* **Estratto**:
Negli anni ’60, con un occhio allo statunitense ARPANET, Glishkov aveva sviluppato e promosso OGAS, un progetto cibernetico per il controllo di tutta la produzione civile e di tutta la vendita al dettaglio dell’Unione Sovietica. OGAS includeva i precedenti piani di centinaia di centri di calcolo, la connessione di reti per l’automazione e l’installazione di una potente agenzia di supervisione. Mossa dal desiderio di conservare l’equilibrio tra potere ed autorità, le cui competenze fossero tenute strettamente separate, l’idea cibernetica generale dell’OGAS rimase frammentata in strumenti tecnologici separati. Dopo il 24° Congresso del Partito nel 1971, diversi ministri, agenzie, il Partito e i militari incrementarono, per le loro esigenze particolari, quella che era la loro implementazione individuale di reti e di tecnologia informatica. Si concentrarono tutti sugli aspetti tecnologici, e trascurarono i modelli di gestione cibernetici complessivi. I differenti programmi non erano compatibili fra di essi, sia a livello di hardware che di software. Insieme ai sistemi segreti e non trasparenti del settore militare, esistevano reti singole ed incompatibili, i quali erano stati costruiti per l’aviazione, le banche, le previsioni metereologiche, così come per gli organismi statali e di partito.

* **Voci del dataset**:
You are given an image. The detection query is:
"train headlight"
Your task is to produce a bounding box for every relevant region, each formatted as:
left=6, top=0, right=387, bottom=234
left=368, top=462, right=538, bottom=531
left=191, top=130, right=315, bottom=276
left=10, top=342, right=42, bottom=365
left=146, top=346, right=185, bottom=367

* **Cosa fare**:
**A.** Secondo l'estratto, in quale anno si tenne il 24° Congresso del Partito?
**B.** Trasforma in un elenco puntato più breve il paragrafo dell'estratto che comincia con «Negli anni ’60», mantenendo i fatti principali.

* **Risultati in ordine**:
**A.** Nel 1971.

**B.**
- Negli anni ’60 Glishkov sviluppò e promosse OGAS. Era un progetto cibernetico ispirato anche all’ARPANET statunitense, per controllare tutta la produzione civile e la vendita al dettaglio dell’Unione Sovietica.
- OGAS comprendeva i piani di centinaia di centri di calcolo, il collegamento di reti per l’automazione e una potente agenzia di supervisione.
- Per tenere separate le competenze di potere e autorità, l’idea cibernetica generale rimase divisa in strumenti tecnologici separati.
- Dopo il 24° Congresso del Partito (1971), ministri, agenzie, Partito e militari svilupparono ciascuno le proprie reti e la propria tecnologia informatica.
- Tutti puntarono sugli aspetti tecnologici e trascurarono i modelli di gestione cibernetici complessivi.
- I vari programmi erano incompatibili tra loro, sia nell’hardware sia nel software.
- Accanto ai sistemi militari segreti esistevano reti singole e incompatibili per aviazione, banche, previsioni meteorologiche e organismi statali e di partito.